* [Exercise prompt]: How many lines in the rows below contain the string "puddle", matching case exactly? Reply with the number alone.
::::
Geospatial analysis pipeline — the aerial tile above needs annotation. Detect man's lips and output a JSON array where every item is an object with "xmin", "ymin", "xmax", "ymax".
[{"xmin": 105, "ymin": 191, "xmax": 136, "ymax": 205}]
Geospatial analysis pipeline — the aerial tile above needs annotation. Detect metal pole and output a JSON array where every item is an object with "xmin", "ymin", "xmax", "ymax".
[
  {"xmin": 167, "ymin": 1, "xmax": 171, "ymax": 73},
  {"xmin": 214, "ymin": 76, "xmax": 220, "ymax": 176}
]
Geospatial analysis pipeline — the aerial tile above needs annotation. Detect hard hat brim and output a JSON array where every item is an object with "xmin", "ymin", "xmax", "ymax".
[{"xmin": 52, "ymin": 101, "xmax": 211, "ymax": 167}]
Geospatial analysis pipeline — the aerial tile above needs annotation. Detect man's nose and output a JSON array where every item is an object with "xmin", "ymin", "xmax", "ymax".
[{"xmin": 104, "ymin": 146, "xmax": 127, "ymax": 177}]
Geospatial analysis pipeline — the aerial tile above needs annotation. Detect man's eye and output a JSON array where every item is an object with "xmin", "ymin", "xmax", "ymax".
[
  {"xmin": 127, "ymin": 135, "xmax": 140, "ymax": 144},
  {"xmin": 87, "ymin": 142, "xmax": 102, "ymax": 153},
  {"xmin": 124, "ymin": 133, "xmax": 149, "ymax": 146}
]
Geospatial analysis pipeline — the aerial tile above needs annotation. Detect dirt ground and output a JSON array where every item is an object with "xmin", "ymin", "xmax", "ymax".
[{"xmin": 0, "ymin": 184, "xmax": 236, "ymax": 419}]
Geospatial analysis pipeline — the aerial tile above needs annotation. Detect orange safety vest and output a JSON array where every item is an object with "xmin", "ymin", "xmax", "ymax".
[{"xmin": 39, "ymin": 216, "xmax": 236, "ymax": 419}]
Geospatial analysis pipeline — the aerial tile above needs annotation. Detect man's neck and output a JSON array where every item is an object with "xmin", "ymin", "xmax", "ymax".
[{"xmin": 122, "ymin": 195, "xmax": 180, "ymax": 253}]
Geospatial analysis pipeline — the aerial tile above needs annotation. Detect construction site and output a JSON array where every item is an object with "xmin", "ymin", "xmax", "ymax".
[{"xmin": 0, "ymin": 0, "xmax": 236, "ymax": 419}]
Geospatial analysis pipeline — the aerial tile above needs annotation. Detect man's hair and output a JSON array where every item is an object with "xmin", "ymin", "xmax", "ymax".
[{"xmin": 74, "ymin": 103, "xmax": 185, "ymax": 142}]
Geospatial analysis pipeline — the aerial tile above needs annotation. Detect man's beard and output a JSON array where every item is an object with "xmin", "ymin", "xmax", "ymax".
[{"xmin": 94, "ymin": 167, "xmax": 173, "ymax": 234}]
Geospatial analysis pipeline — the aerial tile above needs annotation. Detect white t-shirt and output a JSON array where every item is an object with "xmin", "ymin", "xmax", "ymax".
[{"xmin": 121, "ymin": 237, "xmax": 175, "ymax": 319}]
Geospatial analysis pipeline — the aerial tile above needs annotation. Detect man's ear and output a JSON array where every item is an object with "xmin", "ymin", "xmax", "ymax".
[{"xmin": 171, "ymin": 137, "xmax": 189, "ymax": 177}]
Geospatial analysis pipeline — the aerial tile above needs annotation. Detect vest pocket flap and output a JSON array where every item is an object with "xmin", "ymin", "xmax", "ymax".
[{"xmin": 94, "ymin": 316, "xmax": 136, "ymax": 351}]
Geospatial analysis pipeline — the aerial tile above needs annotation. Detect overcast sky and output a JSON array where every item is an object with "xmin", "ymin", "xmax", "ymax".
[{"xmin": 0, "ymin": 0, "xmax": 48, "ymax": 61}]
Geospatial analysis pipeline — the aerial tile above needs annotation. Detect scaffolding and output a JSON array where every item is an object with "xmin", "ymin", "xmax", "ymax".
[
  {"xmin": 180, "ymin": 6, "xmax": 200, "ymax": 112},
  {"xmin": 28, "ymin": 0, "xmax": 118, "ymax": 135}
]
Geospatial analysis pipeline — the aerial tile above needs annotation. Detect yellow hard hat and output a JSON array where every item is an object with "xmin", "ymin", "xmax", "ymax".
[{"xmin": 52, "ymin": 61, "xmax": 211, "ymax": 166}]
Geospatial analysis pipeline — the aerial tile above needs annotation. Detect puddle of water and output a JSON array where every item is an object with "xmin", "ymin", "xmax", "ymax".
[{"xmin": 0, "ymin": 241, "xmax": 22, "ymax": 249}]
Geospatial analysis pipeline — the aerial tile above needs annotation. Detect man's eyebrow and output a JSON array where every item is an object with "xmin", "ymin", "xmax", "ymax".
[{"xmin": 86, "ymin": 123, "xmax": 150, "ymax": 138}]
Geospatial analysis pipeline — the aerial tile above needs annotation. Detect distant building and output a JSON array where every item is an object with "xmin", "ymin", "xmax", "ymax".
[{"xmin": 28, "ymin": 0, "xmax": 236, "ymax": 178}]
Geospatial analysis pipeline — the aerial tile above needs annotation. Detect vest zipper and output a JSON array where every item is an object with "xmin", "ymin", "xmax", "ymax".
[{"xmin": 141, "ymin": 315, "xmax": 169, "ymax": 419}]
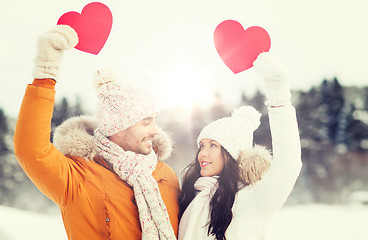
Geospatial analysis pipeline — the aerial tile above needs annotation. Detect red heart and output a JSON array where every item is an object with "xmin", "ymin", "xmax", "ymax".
[
  {"xmin": 57, "ymin": 2, "xmax": 112, "ymax": 55},
  {"xmin": 214, "ymin": 20, "xmax": 271, "ymax": 74}
]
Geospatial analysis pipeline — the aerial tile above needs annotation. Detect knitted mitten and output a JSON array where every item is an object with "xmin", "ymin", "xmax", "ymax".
[
  {"xmin": 33, "ymin": 25, "xmax": 78, "ymax": 81},
  {"xmin": 253, "ymin": 52, "xmax": 291, "ymax": 106}
]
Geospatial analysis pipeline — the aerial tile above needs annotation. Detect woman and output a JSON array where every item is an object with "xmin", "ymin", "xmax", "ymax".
[{"xmin": 179, "ymin": 53, "xmax": 302, "ymax": 240}]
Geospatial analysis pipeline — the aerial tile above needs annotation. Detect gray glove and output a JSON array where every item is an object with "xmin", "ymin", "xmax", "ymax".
[
  {"xmin": 33, "ymin": 25, "xmax": 78, "ymax": 81},
  {"xmin": 253, "ymin": 52, "xmax": 291, "ymax": 106}
]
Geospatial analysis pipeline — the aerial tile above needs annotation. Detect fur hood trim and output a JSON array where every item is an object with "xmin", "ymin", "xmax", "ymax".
[
  {"xmin": 237, "ymin": 145, "xmax": 272, "ymax": 185},
  {"xmin": 53, "ymin": 116, "xmax": 172, "ymax": 160}
]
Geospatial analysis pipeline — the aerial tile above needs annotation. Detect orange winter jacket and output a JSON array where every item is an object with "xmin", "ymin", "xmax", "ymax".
[{"xmin": 14, "ymin": 79, "xmax": 179, "ymax": 240}]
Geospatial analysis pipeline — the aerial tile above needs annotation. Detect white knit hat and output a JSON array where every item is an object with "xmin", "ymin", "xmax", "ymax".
[
  {"xmin": 197, "ymin": 106, "xmax": 261, "ymax": 160},
  {"xmin": 94, "ymin": 70, "xmax": 159, "ymax": 136}
]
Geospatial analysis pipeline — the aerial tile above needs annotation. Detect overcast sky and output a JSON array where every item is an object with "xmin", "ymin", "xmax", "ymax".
[{"xmin": 0, "ymin": 0, "xmax": 368, "ymax": 117}]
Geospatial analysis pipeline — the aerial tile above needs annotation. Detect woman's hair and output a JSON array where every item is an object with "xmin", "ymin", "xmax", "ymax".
[{"xmin": 179, "ymin": 147, "xmax": 245, "ymax": 240}]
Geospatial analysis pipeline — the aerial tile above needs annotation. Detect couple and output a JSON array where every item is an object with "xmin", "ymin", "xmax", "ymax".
[{"xmin": 14, "ymin": 25, "xmax": 301, "ymax": 240}]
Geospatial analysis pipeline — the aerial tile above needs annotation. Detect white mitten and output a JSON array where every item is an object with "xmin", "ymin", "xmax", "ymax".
[
  {"xmin": 33, "ymin": 25, "xmax": 78, "ymax": 81},
  {"xmin": 253, "ymin": 52, "xmax": 291, "ymax": 106}
]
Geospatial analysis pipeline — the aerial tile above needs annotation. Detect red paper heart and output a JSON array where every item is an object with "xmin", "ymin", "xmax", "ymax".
[
  {"xmin": 57, "ymin": 2, "xmax": 112, "ymax": 55},
  {"xmin": 214, "ymin": 20, "xmax": 271, "ymax": 74}
]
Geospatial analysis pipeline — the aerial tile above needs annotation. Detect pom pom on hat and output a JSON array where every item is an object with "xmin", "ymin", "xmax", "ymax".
[
  {"xmin": 197, "ymin": 106, "xmax": 261, "ymax": 160},
  {"xmin": 94, "ymin": 70, "xmax": 159, "ymax": 137}
]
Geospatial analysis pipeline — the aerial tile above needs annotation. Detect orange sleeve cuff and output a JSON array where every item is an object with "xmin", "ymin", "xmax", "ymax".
[{"xmin": 32, "ymin": 78, "xmax": 56, "ymax": 89}]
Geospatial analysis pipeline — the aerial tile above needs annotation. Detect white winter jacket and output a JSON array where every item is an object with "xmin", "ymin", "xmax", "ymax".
[{"xmin": 178, "ymin": 106, "xmax": 302, "ymax": 240}]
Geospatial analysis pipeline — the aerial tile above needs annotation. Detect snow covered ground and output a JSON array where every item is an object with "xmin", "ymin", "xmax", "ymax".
[{"xmin": 0, "ymin": 205, "xmax": 368, "ymax": 240}]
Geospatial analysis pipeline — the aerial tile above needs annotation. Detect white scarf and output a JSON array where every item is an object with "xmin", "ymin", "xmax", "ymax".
[
  {"xmin": 178, "ymin": 176, "xmax": 218, "ymax": 240},
  {"xmin": 95, "ymin": 130, "xmax": 176, "ymax": 240}
]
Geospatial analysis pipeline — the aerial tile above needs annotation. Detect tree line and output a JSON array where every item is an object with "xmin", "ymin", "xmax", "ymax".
[{"xmin": 0, "ymin": 78, "xmax": 368, "ymax": 211}]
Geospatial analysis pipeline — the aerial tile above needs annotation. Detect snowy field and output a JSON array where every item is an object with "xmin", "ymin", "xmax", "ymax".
[{"xmin": 0, "ymin": 205, "xmax": 368, "ymax": 240}]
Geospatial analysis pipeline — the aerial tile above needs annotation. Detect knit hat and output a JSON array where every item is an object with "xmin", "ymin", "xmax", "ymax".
[
  {"xmin": 197, "ymin": 106, "xmax": 261, "ymax": 160},
  {"xmin": 94, "ymin": 70, "xmax": 159, "ymax": 137}
]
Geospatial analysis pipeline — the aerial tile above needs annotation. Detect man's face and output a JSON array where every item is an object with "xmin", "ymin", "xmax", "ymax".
[{"xmin": 109, "ymin": 115, "xmax": 158, "ymax": 155}]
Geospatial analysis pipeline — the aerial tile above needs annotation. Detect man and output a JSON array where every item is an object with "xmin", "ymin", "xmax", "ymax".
[{"xmin": 14, "ymin": 25, "xmax": 179, "ymax": 240}]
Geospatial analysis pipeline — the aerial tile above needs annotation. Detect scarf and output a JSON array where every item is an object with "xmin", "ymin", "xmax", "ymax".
[
  {"xmin": 178, "ymin": 176, "xmax": 218, "ymax": 240},
  {"xmin": 95, "ymin": 130, "xmax": 176, "ymax": 240}
]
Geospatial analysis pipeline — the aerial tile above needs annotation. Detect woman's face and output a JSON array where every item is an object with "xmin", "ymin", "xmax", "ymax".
[{"xmin": 198, "ymin": 138, "xmax": 225, "ymax": 177}]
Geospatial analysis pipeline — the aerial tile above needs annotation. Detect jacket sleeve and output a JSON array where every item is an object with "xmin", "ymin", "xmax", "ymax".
[
  {"xmin": 13, "ymin": 79, "xmax": 77, "ymax": 205},
  {"xmin": 252, "ymin": 106, "xmax": 302, "ymax": 214}
]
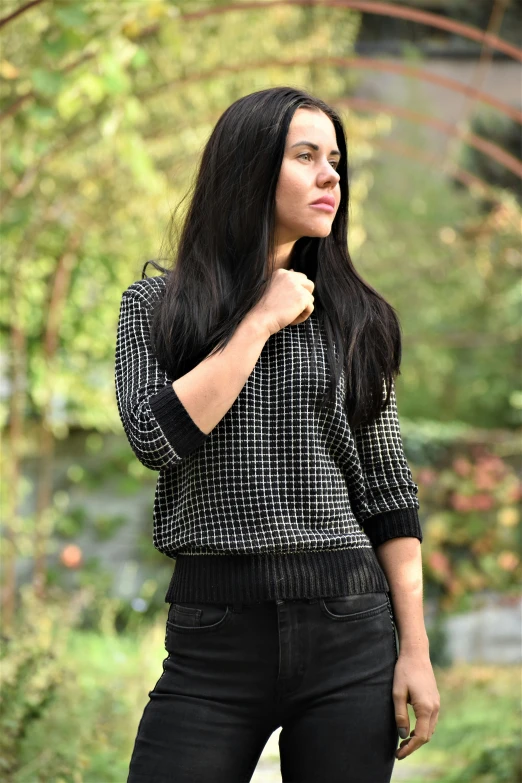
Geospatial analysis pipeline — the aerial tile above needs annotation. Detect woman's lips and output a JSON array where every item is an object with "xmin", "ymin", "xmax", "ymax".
[{"xmin": 310, "ymin": 203, "xmax": 335, "ymax": 212}]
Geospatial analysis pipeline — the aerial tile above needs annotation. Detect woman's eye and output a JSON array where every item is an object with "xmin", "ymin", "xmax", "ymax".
[{"xmin": 299, "ymin": 152, "xmax": 339, "ymax": 169}]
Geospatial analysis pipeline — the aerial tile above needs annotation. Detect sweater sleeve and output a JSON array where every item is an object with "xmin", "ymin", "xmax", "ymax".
[
  {"xmin": 354, "ymin": 376, "xmax": 423, "ymax": 549},
  {"xmin": 115, "ymin": 290, "xmax": 208, "ymax": 470}
]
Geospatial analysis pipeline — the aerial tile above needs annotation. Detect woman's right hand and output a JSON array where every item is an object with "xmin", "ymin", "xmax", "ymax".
[{"xmin": 250, "ymin": 269, "xmax": 315, "ymax": 335}]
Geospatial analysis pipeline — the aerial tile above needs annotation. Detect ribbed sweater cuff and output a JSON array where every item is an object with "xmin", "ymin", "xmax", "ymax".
[
  {"xmin": 361, "ymin": 508, "xmax": 423, "ymax": 549},
  {"xmin": 149, "ymin": 384, "xmax": 208, "ymax": 457}
]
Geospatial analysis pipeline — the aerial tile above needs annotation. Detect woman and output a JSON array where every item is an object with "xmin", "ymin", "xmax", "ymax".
[{"xmin": 116, "ymin": 87, "xmax": 439, "ymax": 783}]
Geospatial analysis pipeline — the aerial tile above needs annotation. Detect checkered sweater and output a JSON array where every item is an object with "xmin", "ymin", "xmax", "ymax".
[{"xmin": 115, "ymin": 275, "xmax": 422, "ymax": 602}]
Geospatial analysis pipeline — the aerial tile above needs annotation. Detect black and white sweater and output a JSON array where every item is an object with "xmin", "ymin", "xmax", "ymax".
[{"xmin": 115, "ymin": 275, "xmax": 422, "ymax": 602}]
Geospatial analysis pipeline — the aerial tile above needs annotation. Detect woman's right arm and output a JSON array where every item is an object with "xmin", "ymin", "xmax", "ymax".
[
  {"xmin": 115, "ymin": 292, "xmax": 270, "ymax": 470},
  {"xmin": 172, "ymin": 313, "xmax": 270, "ymax": 434},
  {"xmin": 115, "ymin": 269, "xmax": 314, "ymax": 470}
]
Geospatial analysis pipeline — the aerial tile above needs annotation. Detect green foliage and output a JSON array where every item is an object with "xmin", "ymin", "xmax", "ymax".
[{"xmin": 0, "ymin": 589, "xmax": 74, "ymax": 781}]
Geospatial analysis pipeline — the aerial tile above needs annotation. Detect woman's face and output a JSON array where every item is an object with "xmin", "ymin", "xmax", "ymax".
[{"xmin": 276, "ymin": 109, "xmax": 341, "ymax": 245}]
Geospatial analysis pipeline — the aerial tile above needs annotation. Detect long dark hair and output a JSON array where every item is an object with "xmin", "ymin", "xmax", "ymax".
[{"xmin": 142, "ymin": 87, "xmax": 401, "ymax": 427}]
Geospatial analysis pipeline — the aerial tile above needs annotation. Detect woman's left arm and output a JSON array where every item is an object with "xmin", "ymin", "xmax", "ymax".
[{"xmin": 375, "ymin": 536, "xmax": 440, "ymax": 759}]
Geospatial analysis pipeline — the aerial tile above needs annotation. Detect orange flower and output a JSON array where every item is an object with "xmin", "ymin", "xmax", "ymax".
[{"xmin": 60, "ymin": 544, "xmax": 83, "ymax": 568}]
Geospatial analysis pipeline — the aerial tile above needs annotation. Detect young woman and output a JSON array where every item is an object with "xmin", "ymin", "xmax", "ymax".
[{"xmin": 116, "ymin": 87, "xmax": 439, "ymax": 783}]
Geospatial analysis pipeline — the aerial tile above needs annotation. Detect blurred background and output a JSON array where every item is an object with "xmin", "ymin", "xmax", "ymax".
[{"xmin": 0, "ymin": 0, "xmax": 522, "ymax": 783}]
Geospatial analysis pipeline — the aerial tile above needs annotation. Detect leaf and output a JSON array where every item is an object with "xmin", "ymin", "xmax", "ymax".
[
  {"xmin": 31, "ymin": 68, "xmax": 65, "ymax": 97},
  {"xmin": 54, "ymin": 5, "xmax": 89, "ymax": 27}
]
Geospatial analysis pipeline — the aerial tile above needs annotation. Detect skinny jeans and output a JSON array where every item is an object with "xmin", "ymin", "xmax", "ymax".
[{"xmin": 127, "ymin": 592, "xmax": 399, "ymax": 783}]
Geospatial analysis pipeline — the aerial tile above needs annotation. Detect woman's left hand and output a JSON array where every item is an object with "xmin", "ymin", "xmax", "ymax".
[{"xmin": 392, "ymin": 650, "xmax": 440, "ymax": 760}]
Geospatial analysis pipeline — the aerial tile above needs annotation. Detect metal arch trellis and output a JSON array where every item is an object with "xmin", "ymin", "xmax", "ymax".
[{"xmin": 137, "ymin": 0, "xmax": 522, "ymax": 62}]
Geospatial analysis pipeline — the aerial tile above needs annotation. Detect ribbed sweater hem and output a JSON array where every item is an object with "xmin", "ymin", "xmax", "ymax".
[{"xmin": 165, "ymin": 547, "xmax": 390, "ymax": 603}]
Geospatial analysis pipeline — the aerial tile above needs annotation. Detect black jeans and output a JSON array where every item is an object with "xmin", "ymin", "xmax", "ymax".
[{"xmin": 127, "ymin": 593, "xmax": 399, "ymax": 783}]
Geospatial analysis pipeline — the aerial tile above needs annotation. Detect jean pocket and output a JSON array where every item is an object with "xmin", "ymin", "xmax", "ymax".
[
  {"xmin": 167, "ymin": 601, "xmax": 232, "ymax": 634},
  {"xmin": 319, "ymin": 592, "xmax": 389, "ymax": 622}
]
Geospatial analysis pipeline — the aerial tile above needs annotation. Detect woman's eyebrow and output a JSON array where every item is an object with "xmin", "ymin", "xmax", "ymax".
[{"xmin": 290, "ymin": 141, "xmax": 341, "ymax": 157}]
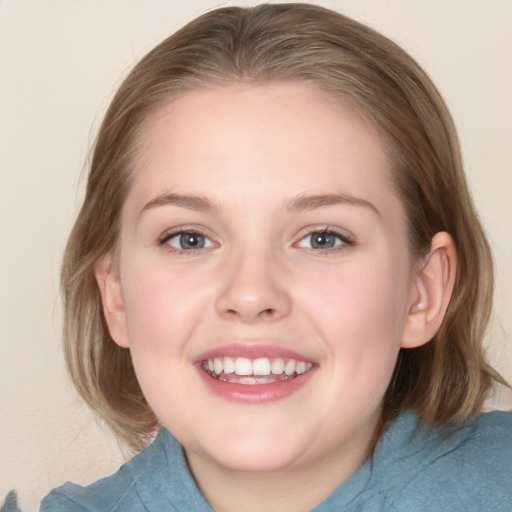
::::
* [Solution]: 1